Some days suck and yesterday was one of them for me. That was the downside. The upside happened as the day drew to a close with a bit of wisdom that came my way in one of those synchronous ways that things can unfold in life. The advice was helpful and what I needed to hear. However, that piece of wisdom did not surface before I had spent a good part of the day feeling sluggish and as though I was lugging a dead weight around with me.

The wheels were spinning for most of yesterday. For some reason I was getting little accomplished and sitting there staring at my computer screen or with pen in hand did not seem to help the situation…and it wasn’t as though I hadn’t been there before or spoken to friends in a similar situation. The solution was sitting a stone’s throw from me, and I knew it, but was I acting on that solution? No! The fast failing belief of “gotta get something done and as long as I sit here something will manifest," was foremost in my mind overriding more sound wisdom.

The Ocean

The solution is where I ultimately wrote a first draft to this post (though that was not the intention) - outside. I went and sat by the ocean to get some perspective and feel the energy of the waves breaking over the ancient volcanic rocks that make up these Hawaiian Islands. I allowed my mind to rest as my gaze wandered across the bay or to the horizon.

My words of advice to others when nothing seems to be working and the mind feels like pea soup is to down tools and take a break. Forget about work for a moment and allow the healing powers of the natural world to work their magic. In our productivity driven, got to get things done world the tendency is to push on regardless. We tell ourselves, as I did yesterday, that if bum is on the chair and utensils are in our hands something will happen sooner or later. We have been there before and know about the unproductive results, but no matter we sit there stubbornly telling ourselves that we are going to get this work done.

^^^^^^^^^^^^^^^^

--- Task goal ---
Continue the piece about a sluggish day and finding perspective by the ocean, starting right after its final sentence. The items that come after this text were taken from a different source.

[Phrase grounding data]
^^^^^^^^^^^^^^^^

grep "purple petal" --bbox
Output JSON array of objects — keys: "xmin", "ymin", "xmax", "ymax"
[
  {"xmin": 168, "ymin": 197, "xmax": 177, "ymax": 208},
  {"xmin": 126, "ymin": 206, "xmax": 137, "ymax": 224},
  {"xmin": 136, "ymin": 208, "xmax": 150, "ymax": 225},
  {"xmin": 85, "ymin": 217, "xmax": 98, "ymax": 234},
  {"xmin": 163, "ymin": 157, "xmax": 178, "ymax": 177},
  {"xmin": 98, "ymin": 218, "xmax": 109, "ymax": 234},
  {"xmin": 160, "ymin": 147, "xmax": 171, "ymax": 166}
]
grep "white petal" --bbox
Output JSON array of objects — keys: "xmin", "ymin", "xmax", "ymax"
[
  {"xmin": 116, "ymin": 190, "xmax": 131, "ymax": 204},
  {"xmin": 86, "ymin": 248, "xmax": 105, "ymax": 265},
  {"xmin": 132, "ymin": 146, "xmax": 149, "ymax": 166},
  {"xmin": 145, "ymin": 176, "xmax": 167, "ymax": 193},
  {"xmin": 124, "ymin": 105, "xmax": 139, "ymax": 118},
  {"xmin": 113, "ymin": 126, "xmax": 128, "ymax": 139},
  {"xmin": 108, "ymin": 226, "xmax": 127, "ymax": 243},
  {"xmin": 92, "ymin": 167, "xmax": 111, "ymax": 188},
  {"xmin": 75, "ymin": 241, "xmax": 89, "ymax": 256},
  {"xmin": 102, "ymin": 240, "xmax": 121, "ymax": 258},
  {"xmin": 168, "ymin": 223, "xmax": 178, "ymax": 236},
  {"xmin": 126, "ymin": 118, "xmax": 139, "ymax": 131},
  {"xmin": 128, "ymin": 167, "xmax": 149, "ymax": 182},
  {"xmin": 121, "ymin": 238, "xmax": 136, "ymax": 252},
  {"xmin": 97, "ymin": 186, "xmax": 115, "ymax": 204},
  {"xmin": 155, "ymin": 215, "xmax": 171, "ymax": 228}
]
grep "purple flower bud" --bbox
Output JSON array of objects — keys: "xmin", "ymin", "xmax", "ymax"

^^^^^^^^^^^^^^^^

--- Response to the exercise ---
So I’d like to offer you (and me) a few strategies to take your mind and body away from that which is frustrating you, to a place that supports you and gives you much needed space … to breathe, to stretch and to hopefully bring some inspiration back to those tired brain cells.

  1. As I shared above, down your tools and get outside. Take a walk. If time allows, find a place with a view - distance and perspective will help to rest a cluttered mind. While I was working on my thesis for my Masters paper a decade or so ago I would take a 5 minute walk every 40 minutes. I set an application on my computer that disabled the keyboard at set intervals. With the computer out of action I would get up and take a short walk outside. I still think that it was one of my most productive times_._
  2. Listen to some music. Music that inspires or rests you. Music that lifts your mind out of the funk that it is in. Preferably that music is not on your computer so that you move away from it, but with YouTube and other portals at our finger tips, music is never far away - and that was a part of yesterday’s restful mix for me.
  3. Have a book or two that inspire you near at hand at all times. Whether it is a work of fiction, an account of a time in history that rouses you, or a spiritual volume - let it be something other than work that lifts your spirits and offers you another perspective.
  4. Stop and meditate. Whether a stationary meditation, such as focusing on the breath, or getting outside to practice walking meditation, both can be available to you. The focus takes the mind away from the worry.
  5. Get away from your chair and stretch, practice yoga, t’ai chi or something similar. Go outside if that is available to you. Feel the freshness of the air on your face as you go through your movements.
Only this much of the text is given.